__Given passage__
..............................

Static water contact angles of surfaces were measured with a contact angle meter (OCA 30, DataPhysics). Water droplets (20 μL) were used for the measurements. The Laplace–Young equation was used for contact angle calculations. Surface morphology was examined using a scanning electron microscope (Quanta 200F, FEI). Surface chemistry was characterized by X-ray photoelectron spectroscopy (K-Alpha, Thermo Scientific).

Preparation of Buffer Solutions

PBS (100 mM) was prepared by dissolving 10 PBS tablets in 200 mL of deionized water, and the solution pH was adjusted to 7.4 using 1 M sodium hydroxide solution. Tris solution (50 mM) was prepared and its pH was adjusted to 8.6 using 2 M hydrochloric acid. Sodium carbonate buffer (100 mM) was prepared and its pH was adjusted to 9.0 using 2 M hydrochloric acid.

Glucose Assay

PBS solutions (2 mL, pH 7.4), including glucose with concentrations varying from 1 to 50 mM, were mixed with 50 μL of 1 mg/mL GOx solution. Portions of the mixtures (20 μL) were drop-cast onto separate superwetted spots of patterned surfaces and incubated at 37 °C for 30 min. For bulk assay, the solutions were directly incubated at 37 °C for 30 min. Dopamine in Tris–HCl buffer (pH 8.6) with a final dopamine concentration of 0.5 mM was added to the glucose–GOx mixtures. For droplet assay, 20 μL portions of dopamine were added and incubated until droplets were completely evaporated, which took approximately 50 min. The assay time is a function of the hydrophilic spot size, droplet size, and evaporation rate, which should be optimized for any given assay. For bulk assay, dopamine and glucose–GOx mixtures were incubated at 37 °C up to 5 h. A control sample containing GOx enzyme without glucose was also prepared and incubated as all other samples.

..............................

Referring expression pointing data
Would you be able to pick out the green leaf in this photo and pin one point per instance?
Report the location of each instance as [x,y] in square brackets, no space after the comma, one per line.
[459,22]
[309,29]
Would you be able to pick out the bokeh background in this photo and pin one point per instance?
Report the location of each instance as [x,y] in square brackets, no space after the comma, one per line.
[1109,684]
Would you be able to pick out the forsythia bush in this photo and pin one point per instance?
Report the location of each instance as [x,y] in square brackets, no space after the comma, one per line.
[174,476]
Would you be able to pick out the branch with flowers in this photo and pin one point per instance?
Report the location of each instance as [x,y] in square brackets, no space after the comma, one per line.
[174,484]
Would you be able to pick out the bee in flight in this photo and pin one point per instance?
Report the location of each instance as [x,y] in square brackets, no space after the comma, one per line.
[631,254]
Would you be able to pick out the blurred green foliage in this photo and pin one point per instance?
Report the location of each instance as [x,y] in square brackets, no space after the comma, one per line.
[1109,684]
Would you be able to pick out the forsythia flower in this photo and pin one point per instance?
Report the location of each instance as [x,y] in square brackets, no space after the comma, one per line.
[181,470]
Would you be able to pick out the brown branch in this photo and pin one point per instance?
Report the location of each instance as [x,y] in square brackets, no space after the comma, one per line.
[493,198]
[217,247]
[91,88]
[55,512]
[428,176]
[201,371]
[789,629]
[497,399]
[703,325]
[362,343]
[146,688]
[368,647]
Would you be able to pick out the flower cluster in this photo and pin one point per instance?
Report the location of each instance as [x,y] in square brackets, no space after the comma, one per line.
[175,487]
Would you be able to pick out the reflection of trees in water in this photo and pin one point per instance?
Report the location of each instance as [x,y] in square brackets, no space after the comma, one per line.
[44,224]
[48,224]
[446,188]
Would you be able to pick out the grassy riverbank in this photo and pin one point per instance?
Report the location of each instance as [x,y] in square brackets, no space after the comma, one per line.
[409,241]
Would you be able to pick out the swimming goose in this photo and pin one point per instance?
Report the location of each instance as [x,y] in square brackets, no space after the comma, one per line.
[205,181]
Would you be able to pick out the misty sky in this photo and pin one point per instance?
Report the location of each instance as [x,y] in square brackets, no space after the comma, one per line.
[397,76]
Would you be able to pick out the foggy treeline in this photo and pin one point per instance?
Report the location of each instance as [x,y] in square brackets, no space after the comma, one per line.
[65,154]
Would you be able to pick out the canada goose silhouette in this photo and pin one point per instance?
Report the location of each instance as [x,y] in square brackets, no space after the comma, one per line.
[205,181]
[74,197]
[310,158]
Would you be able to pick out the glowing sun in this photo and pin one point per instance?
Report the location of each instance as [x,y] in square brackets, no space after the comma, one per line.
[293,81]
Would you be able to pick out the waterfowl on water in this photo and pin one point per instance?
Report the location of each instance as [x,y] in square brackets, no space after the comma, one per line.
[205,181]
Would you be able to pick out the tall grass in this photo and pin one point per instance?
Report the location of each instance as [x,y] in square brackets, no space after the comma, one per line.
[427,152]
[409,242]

..............................

__Tasks to carry out__
(1) Answer these from the glucose assay methods text:
(a) Which instrument measured the static water contact angles?
(b) What pH was the Tris solution adjusted to, and with what?
(c) In the droplet assay, roughly how long did the droplets take to evaporate completely?
(2) Proceed with the glucose assay methods text from the point where it stops.

__Expected responses__
(1)
(a) A contact angle meter (OCA 30, DataPhysics).
(b) pH 8.6, using 2 M hydrochloric acid.
(c) Approximately 50 min.

(2)
DNA Assay

Patterned surfaces were immersed in ethanol solution containing 2% (v/v) GOPTS and incubated at 37 °C overnight. Then, the surfaces were washed with ethanol several times, followed by drying at 120 °C for 1 h. Portions (4 μL) of 1 μM probe DNA (Cy5-tagged or tag-free) in sodium carbonate buffer solutions (pH 9.0) were drop-cast onto superwetted spots. After incubation at 37 °C for 4 h in a closed chamber humidified around 80%, the surfaces were washed with PBS solutions (pH 7.4) to remove the unbound probe DNA strands. The surfaces were then washed with PBS, followed by washing with 1% BSA–PBS solution and MB grade water. Target DNA (4 μL; 200 fM, 20 pM, and 200 pM) in PBS solutions were drop-cast onto probe-bound spots. Microdroplets were left to incubate in the dark at 37 °C for 2 h in a closed chamber with 40% humidity. The surfaces were then washed with PBS (pH 7.4) and MB grade water and dried with nitrogen blow.

FluorescenceMeasurements

Fluorescence intensities of droplets and bulk glucose assays were analyzed using a UV lamp (366 nm, 8W, CAMAG) and a fluorescence spectrophotometer (HORIBA, Fluorolog-3, 450 W) by exciting samples at 400 nm and collecting intensities within the 420–600 nm range. Fluorescent images of droplet-based DNA assay were taken using a confocal microscope (LSM 510, Zeiss using 10× objective. Helium lasers at 543 and 633 nm were used for excitation. Emissions at around 570 and 650 nm were collected for Cy3 and Cy5, respectively.